(Stored data entries)
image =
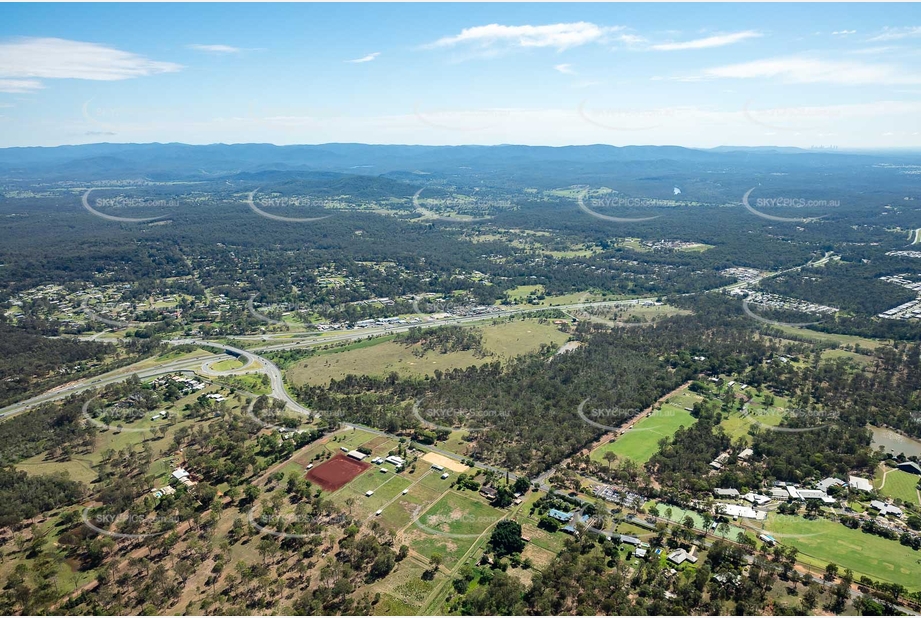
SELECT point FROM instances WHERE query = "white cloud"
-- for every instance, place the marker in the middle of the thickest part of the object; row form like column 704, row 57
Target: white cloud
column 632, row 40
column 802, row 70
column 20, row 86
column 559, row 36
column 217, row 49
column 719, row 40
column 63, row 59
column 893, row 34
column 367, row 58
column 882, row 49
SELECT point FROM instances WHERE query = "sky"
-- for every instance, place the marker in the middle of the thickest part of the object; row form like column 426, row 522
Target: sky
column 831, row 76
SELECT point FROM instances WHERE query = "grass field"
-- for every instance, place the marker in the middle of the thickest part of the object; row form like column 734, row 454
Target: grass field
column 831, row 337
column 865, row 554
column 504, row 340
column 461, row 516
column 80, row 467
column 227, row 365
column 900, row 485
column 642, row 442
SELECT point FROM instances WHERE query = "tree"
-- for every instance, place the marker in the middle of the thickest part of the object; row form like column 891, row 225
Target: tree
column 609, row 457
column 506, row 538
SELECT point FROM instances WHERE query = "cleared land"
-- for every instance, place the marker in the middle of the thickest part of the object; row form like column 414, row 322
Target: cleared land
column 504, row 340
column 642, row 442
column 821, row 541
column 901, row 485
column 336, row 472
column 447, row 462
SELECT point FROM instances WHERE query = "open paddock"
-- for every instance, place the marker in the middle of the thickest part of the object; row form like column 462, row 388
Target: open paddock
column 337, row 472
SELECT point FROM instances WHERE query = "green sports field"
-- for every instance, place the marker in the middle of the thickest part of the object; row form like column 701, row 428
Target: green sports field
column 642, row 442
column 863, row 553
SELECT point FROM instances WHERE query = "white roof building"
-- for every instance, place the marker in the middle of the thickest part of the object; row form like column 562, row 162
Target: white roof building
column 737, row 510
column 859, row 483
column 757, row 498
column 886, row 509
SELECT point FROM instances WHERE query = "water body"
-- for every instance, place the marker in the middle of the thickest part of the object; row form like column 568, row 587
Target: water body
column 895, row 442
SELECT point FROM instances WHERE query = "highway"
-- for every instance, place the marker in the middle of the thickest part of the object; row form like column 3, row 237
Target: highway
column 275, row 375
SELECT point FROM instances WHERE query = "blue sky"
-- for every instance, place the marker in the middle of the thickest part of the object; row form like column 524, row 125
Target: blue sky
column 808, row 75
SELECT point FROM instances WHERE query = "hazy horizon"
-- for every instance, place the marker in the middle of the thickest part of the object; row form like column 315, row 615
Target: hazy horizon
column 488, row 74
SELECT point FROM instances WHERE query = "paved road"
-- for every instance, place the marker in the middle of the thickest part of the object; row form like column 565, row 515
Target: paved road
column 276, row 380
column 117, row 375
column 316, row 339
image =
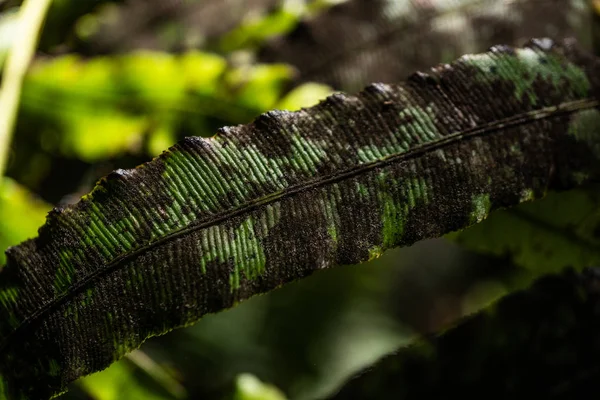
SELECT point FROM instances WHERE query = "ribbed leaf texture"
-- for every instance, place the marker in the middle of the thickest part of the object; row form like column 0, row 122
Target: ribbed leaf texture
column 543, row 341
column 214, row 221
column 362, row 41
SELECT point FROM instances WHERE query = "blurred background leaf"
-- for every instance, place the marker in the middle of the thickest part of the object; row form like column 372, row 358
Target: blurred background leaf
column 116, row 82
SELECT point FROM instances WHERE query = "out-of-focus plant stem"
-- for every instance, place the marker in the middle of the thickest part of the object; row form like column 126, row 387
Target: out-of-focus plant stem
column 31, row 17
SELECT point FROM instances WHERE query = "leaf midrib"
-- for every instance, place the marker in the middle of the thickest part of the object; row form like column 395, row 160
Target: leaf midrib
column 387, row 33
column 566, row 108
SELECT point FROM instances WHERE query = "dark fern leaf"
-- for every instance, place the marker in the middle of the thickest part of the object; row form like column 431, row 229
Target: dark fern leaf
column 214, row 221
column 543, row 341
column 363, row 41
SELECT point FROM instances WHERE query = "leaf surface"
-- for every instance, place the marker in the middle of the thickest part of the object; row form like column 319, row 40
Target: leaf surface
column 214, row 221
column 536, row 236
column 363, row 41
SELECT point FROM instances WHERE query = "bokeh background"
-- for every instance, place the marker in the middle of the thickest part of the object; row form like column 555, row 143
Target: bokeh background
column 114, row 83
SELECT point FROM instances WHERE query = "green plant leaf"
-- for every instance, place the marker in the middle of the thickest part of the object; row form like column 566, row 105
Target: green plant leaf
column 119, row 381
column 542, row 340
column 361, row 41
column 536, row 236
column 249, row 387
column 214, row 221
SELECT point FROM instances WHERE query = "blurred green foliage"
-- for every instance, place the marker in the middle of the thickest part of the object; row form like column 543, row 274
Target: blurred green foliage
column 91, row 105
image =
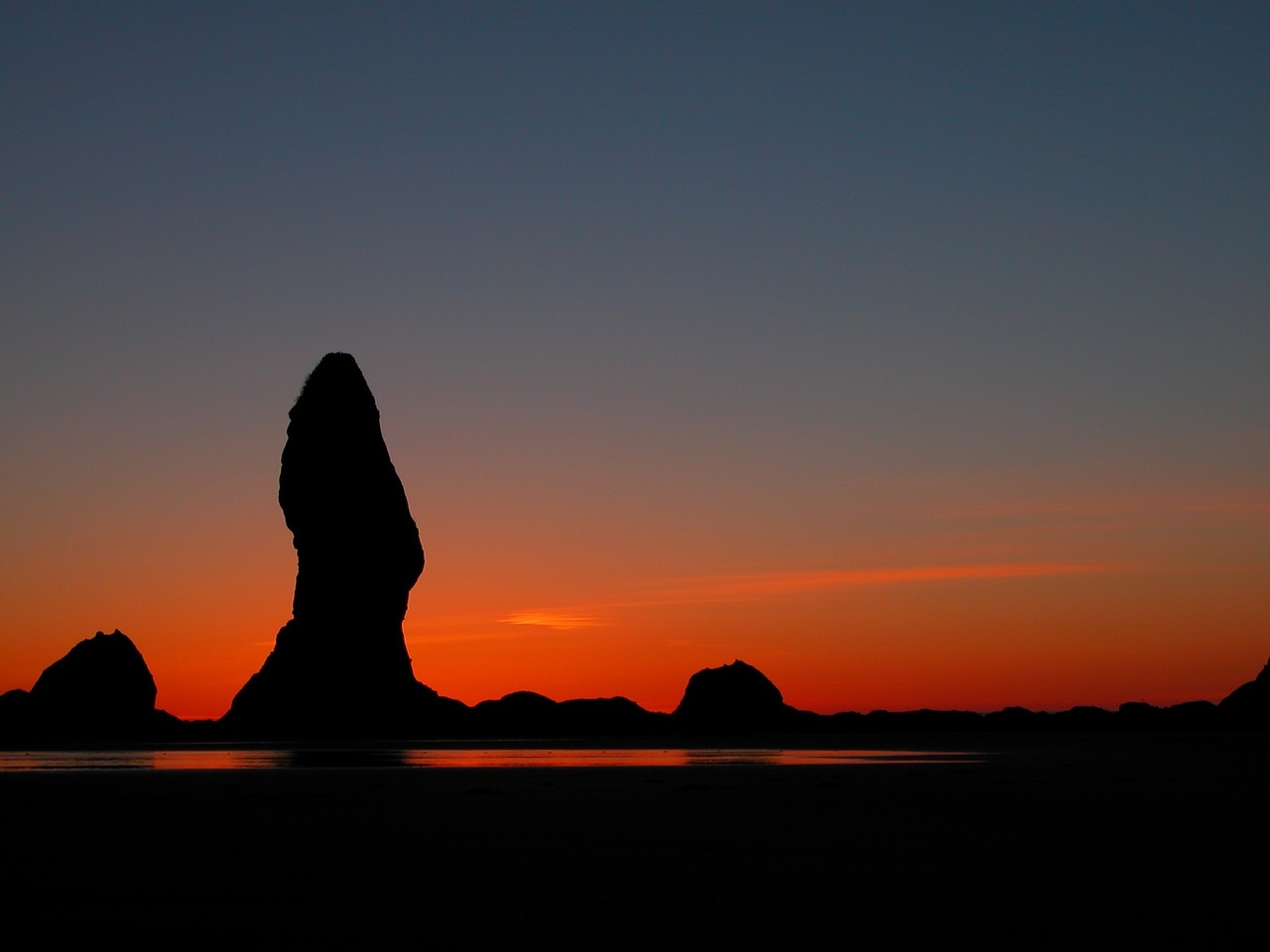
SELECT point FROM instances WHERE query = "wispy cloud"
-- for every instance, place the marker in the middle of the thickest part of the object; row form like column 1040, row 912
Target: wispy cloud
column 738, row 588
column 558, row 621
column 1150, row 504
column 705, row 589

Description of the task → Rename "white cloud" as "pale cloud" in the records, from their start through the line containing "column 831, row 76", and write that stretch out again with nothing else changed. Leave the pictures out.

Exercise answer →
image =
SELECT point FROM instances WHERE query = "pale cloud"
-- for every instance, place the marker in the middle of the thickest part of the object; row form like column 704, row 57
Target: pale cloud
column 632, row 40
column 802, row 70
column 20, row 86
column 559, row 36
column 217, row 49
column 719, row 40
column 63, row 59
column 893, row 34
column 367, row 58
column 882, row 49
SELECT point FROM instances WHERE query = "sky"
-- for every instance, place the marker in the middle of the thickest part of the object; row form like column 426, row 522
Target: sky
column 831, row 76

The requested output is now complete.